TASK 1: Decide whether each statement agrees with the passage on Xi's green development agenda, answering yes or no for (a), (b) and (c) and quoting the deciding words of the passage: (a) The Climate Ambition Summit was held online at the end of 2020. (b) The Boao Forum for Asia Annual Conference 2021 was held in Beijing. (c) The World Bank described the path of green development in a report.
TASK 2: Please continue the passage on Xi's green development agenda from where it stops.

EXERCISE TEXT:
The path of green development is correct, Xi said.
The path, wrote the United Nations Environment Programme in a report, "is beyond and does away with traditional development patterns and models, guiding the transformation of the production methods and the lifestyle of the entire society."
CLIMATE AGENDA IN XIPLOMACY
Xi also proposed the signature concept of "two mountains" when addressing the global audience at the Climate Ambition Summit held online at the end of 2020.
He was calling for pursuing a new approach to climate governance that highlights green recovery in a year when the world was going through not only a COVID-19 pandemic and its economic fallouts but also one of the three warmest years on record.
On his diplomatic agenda, Xi has time and again stressed the importance of upholding multilateralism, unity and cooperation to tackle climate change.
Addressing the opening ceremony of the just-concluded Boao Forum for Asia Annual Conference 2021 held in China's tropical island of Hainan, Xi urged Asian countries to strengthen cooperation on green infrastructure, green energy and green finance, and to make green a defining feature of Belt and Road cooperation.

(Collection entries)

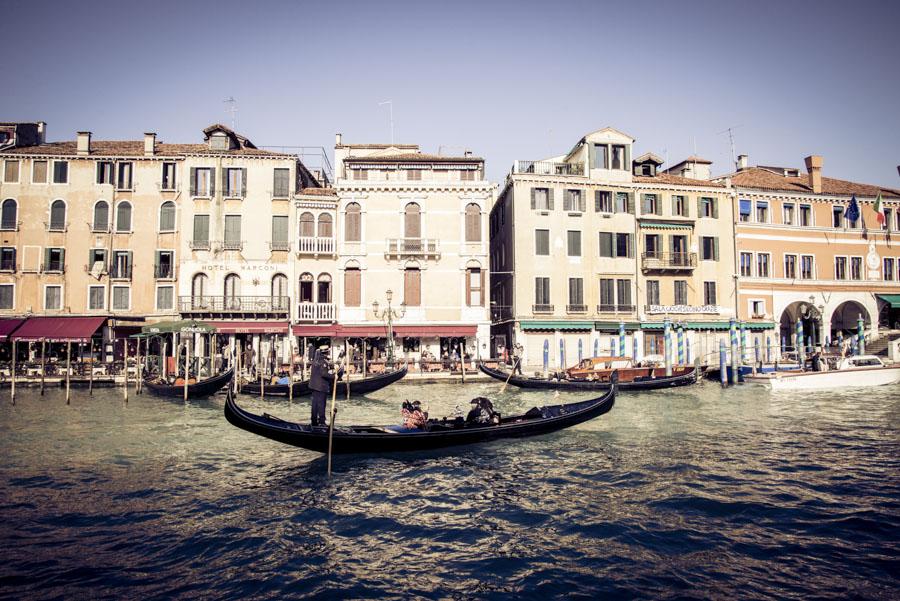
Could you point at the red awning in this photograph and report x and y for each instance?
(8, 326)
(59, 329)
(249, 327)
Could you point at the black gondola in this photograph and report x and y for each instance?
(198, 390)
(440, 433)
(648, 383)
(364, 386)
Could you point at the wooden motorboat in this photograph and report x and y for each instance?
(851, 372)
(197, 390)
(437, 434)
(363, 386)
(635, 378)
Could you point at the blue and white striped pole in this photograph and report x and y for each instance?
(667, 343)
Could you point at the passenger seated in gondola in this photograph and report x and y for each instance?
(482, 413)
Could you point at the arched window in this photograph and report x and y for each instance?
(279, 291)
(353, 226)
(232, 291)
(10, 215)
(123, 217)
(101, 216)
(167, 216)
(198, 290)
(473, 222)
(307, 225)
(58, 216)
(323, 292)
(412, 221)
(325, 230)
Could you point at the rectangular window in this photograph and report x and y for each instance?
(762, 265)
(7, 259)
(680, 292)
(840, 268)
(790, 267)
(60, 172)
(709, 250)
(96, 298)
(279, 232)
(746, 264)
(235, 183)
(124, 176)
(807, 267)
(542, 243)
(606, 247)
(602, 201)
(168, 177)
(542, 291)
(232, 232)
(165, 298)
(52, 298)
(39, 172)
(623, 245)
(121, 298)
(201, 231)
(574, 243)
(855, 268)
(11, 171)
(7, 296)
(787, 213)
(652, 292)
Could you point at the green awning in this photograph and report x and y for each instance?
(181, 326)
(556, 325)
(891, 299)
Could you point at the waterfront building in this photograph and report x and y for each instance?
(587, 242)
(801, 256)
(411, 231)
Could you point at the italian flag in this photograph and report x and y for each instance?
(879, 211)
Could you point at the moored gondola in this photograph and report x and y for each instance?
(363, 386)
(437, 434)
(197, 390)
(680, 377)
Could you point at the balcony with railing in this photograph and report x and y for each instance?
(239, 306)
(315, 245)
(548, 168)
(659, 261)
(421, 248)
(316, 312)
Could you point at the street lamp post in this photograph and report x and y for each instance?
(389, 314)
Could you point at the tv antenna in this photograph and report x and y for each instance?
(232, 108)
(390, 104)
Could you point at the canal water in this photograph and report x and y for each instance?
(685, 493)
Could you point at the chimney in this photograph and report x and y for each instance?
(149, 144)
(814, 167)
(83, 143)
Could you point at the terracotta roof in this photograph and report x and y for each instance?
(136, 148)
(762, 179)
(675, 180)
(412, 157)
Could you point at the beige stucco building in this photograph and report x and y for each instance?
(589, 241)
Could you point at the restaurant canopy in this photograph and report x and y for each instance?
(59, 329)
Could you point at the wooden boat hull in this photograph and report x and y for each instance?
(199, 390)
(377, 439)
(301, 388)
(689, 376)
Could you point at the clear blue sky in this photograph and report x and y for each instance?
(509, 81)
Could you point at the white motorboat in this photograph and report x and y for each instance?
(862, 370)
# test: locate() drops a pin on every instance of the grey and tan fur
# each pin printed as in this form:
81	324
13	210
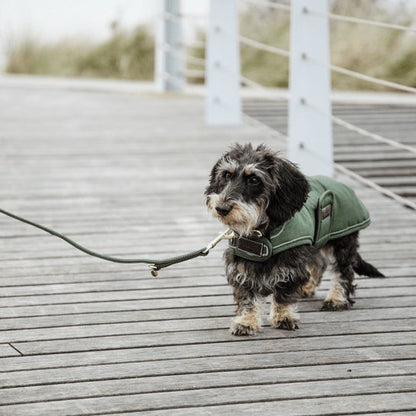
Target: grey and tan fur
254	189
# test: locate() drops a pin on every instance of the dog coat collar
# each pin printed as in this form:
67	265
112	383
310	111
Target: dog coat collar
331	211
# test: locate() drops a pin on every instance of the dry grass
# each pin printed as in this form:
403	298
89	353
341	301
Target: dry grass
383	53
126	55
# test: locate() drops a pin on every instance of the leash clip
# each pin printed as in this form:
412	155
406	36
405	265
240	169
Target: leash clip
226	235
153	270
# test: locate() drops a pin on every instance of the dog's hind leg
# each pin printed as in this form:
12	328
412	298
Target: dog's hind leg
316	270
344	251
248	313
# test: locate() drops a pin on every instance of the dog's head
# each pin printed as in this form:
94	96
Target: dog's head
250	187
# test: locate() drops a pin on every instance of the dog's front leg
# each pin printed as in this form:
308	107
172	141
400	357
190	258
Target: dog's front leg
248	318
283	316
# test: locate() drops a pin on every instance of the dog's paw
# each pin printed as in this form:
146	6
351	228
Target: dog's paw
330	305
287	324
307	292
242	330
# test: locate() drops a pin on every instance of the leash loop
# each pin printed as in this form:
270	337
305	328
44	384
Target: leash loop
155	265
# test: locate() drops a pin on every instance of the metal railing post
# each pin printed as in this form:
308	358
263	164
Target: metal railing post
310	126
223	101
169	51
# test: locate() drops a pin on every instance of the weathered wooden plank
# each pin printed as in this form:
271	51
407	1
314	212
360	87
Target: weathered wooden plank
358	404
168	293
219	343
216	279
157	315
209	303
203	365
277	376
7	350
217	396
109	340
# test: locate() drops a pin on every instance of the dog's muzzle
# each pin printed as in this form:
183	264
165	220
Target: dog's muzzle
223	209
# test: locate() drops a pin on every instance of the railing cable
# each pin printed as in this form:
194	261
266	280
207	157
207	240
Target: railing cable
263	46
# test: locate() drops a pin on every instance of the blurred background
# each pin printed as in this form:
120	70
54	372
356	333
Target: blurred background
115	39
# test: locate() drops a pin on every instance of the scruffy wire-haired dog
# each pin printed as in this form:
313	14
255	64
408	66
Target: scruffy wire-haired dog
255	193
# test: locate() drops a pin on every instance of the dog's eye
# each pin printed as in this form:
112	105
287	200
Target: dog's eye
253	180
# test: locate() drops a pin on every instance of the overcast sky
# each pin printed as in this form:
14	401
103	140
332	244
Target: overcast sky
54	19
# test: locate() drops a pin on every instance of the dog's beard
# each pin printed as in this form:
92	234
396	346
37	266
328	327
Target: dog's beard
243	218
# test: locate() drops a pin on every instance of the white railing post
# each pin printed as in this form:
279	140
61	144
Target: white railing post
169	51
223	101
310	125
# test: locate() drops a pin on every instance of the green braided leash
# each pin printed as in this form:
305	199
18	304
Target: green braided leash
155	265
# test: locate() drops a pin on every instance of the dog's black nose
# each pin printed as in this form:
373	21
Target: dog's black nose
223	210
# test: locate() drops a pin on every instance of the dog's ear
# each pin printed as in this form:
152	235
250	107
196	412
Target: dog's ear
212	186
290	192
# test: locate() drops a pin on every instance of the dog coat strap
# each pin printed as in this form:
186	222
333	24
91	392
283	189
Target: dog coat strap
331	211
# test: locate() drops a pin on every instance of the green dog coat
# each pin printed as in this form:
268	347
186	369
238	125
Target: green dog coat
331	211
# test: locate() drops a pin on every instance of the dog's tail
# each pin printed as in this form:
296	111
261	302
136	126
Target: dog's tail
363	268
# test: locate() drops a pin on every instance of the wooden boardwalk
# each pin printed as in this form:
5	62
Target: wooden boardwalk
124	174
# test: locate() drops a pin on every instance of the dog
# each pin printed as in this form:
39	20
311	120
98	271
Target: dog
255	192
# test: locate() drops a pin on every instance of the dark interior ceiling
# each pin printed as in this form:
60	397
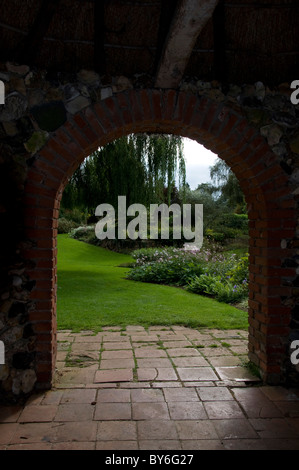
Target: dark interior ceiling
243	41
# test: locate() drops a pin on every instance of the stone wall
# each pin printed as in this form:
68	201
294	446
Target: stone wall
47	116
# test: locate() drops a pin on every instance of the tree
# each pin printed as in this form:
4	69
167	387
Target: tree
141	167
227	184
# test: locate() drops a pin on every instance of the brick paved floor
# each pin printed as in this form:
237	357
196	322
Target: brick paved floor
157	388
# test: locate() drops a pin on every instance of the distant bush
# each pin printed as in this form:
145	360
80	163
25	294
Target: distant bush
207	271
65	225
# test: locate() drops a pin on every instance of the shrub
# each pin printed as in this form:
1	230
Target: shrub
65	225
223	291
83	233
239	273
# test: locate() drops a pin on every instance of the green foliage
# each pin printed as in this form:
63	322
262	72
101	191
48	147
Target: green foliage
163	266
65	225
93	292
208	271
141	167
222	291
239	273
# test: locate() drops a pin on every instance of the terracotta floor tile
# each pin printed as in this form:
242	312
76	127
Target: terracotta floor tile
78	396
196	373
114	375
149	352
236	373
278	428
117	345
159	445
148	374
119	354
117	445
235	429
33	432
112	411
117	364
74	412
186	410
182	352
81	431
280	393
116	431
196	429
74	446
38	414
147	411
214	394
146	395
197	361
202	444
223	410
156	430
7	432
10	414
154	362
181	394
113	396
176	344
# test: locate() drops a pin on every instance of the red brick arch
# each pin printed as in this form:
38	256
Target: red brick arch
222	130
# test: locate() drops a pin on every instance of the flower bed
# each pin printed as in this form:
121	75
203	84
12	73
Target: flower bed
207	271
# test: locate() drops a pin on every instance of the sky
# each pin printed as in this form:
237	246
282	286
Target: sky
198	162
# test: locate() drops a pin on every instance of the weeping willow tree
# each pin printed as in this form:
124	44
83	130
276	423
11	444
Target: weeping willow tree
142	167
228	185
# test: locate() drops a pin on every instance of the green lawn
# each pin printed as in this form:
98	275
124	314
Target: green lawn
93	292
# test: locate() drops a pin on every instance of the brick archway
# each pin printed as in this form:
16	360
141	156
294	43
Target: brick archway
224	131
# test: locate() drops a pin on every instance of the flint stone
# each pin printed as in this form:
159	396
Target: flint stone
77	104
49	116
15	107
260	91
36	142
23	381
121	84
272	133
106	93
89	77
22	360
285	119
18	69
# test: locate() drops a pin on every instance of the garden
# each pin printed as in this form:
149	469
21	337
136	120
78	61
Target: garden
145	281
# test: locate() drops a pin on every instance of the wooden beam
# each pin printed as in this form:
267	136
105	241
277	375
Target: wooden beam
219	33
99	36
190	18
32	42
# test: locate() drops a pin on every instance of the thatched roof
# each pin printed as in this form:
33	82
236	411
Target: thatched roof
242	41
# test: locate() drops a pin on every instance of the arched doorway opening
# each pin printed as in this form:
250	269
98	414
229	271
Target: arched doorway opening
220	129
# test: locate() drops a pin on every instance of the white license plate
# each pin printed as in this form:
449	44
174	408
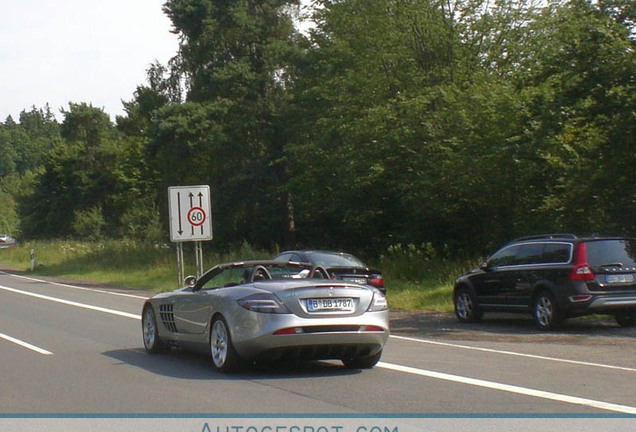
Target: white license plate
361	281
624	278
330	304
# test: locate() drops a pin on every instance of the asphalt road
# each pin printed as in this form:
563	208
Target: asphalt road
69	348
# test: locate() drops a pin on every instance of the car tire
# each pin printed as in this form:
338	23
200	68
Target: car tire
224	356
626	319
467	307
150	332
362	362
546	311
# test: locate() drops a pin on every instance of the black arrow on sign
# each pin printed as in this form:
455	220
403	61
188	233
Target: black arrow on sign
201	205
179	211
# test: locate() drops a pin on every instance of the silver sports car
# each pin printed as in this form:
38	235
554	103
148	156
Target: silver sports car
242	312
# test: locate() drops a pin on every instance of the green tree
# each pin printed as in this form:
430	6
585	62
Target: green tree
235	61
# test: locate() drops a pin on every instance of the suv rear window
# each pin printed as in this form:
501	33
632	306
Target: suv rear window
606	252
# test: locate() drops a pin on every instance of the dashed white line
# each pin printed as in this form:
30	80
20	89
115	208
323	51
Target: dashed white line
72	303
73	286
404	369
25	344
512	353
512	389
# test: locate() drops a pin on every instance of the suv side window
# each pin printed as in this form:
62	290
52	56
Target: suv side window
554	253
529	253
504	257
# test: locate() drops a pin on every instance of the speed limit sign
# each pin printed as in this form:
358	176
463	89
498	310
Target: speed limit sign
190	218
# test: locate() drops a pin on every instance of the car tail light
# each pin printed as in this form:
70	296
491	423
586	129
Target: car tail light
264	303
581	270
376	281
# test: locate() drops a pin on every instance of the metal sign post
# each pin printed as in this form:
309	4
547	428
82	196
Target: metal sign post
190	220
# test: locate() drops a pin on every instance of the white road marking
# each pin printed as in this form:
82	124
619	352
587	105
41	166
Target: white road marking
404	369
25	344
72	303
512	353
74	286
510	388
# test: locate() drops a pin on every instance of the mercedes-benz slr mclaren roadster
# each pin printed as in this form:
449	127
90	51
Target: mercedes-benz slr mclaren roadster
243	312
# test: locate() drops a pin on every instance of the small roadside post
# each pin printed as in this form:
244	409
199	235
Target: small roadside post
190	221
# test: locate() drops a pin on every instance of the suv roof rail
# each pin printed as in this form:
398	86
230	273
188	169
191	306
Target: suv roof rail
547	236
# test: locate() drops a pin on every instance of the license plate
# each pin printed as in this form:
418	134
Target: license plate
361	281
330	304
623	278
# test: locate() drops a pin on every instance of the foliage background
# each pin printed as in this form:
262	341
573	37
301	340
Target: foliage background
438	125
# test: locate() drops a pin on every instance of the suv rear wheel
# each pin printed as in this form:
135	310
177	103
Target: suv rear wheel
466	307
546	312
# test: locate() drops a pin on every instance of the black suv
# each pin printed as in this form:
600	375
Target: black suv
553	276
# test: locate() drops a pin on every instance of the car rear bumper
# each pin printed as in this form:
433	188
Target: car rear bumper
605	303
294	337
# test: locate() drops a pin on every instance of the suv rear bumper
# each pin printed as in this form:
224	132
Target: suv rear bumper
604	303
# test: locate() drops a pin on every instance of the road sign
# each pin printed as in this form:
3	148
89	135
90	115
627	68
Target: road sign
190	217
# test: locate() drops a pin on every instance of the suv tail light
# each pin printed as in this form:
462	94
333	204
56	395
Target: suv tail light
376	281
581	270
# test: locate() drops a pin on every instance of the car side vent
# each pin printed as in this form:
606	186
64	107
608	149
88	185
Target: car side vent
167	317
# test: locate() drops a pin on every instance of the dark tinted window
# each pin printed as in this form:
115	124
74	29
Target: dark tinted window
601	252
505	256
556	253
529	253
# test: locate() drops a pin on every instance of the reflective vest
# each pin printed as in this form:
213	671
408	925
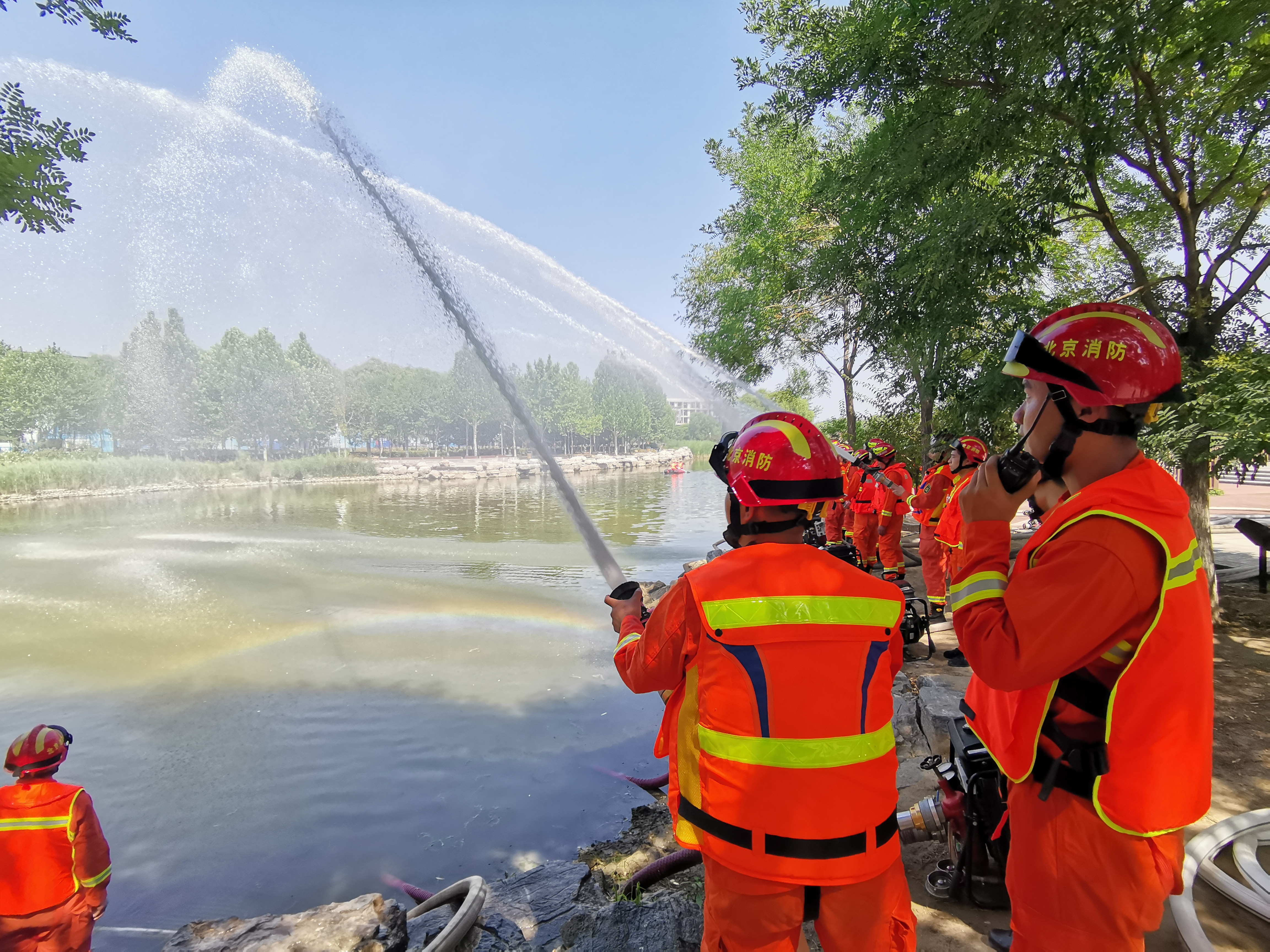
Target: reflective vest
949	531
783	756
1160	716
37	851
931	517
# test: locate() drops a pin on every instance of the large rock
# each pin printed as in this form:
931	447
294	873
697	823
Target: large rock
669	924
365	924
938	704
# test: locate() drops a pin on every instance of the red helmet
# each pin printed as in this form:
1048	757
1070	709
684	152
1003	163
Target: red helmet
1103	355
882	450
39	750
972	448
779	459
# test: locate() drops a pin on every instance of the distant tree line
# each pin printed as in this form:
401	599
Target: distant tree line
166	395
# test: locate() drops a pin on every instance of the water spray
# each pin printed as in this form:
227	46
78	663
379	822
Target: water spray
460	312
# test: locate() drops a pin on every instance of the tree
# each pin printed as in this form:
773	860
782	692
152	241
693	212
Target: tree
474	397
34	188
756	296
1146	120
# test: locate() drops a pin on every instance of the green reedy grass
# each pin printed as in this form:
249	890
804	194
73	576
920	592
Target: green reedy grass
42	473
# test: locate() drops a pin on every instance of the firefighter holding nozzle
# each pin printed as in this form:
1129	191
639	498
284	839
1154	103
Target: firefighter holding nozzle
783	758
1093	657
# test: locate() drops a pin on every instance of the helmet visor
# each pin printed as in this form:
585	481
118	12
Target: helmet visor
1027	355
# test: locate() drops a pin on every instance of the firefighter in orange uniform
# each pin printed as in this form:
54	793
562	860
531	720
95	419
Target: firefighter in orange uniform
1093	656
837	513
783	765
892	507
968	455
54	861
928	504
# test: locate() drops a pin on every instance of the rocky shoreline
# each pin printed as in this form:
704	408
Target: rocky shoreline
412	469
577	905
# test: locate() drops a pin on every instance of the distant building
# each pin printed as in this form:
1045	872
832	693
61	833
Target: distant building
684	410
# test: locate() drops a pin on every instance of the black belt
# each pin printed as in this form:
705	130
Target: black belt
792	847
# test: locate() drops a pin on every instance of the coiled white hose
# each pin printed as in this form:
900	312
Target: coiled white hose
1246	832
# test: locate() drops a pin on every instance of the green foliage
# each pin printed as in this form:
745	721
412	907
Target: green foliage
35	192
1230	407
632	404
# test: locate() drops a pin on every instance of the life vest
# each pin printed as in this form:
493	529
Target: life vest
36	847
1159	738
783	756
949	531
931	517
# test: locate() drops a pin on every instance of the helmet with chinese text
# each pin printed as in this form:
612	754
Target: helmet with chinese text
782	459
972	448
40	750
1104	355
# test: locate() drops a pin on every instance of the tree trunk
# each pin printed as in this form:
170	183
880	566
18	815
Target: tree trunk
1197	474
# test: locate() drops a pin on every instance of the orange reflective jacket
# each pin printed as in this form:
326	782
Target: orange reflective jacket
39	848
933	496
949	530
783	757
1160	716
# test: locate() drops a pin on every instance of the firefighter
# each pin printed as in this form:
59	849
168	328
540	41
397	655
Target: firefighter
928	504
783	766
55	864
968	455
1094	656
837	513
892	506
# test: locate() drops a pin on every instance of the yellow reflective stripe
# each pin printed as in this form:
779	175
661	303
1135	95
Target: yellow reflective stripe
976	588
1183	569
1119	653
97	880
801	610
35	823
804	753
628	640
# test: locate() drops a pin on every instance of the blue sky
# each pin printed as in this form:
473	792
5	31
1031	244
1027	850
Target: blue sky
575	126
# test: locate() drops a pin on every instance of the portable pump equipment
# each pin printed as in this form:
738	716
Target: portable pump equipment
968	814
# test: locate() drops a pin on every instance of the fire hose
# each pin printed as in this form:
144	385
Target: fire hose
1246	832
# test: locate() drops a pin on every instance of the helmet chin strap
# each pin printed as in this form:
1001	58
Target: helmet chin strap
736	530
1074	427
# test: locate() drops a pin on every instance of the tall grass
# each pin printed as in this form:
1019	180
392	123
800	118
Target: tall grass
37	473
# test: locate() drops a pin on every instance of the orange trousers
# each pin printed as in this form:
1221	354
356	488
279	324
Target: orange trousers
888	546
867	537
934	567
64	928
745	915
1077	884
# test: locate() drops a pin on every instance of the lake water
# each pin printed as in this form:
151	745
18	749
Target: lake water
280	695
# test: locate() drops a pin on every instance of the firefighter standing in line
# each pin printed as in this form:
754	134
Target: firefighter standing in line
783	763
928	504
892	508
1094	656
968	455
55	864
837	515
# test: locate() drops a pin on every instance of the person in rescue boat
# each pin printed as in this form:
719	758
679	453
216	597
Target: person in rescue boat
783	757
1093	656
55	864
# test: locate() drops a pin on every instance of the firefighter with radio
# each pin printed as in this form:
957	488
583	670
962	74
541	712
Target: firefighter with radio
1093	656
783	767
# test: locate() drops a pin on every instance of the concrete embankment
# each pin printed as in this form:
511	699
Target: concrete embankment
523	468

WRITTEN REPLY 1:
(a) Yes: "at the Climate Ambition Summit held online at the end of 2020."
(b) No: "held in China's tropical island of Hainan."
(c) No: "wrote the United Nations Environment Programme in a report."

WRITTEN REPLY 2:
Earlier this month, at a video summit held with French President Emmanuel Macron and German Chancellor Angela Merkel, Xi called on the European Union (EU) to work together with China to strengthen the China-EU green partnership.
Since 2020, Xi has held six phone talks with the French president, in four of which they compared notes on strengthening coordination and cooperation on tackling climate change.
China and European countries have been working closely on the global fight against climate change after the former U.S. President Donald Trump's administration abandoned the Paris Agreement.
Biden has decided to return his country to the landmark global deal on climate change, which was agreed on by almost every country in the world in 2015 after lengthy negotiations in the French capital.
DELIVERING ON PROMISE
At present, the international landscape is evolving more rapidly and COVID-19 is triggering deep reflections on the relationship between man and nature, Xi said, opening his speech at the Climate Ambition Summit.
His country has been seeking to use the pandemic as a springboard into a greener and more resilient future.
Addressing the general debate of the 75th session of the UN General Assembly in September 2020, the Chinese president announced that China aims to have CO2 emissions peak before 2030 and achieve carbon neutrality before 2060.
If successful, according to the Climate Action Tracker, it would lower global warming projections by around 0.2 degrees to 0.3 degrees Celsius.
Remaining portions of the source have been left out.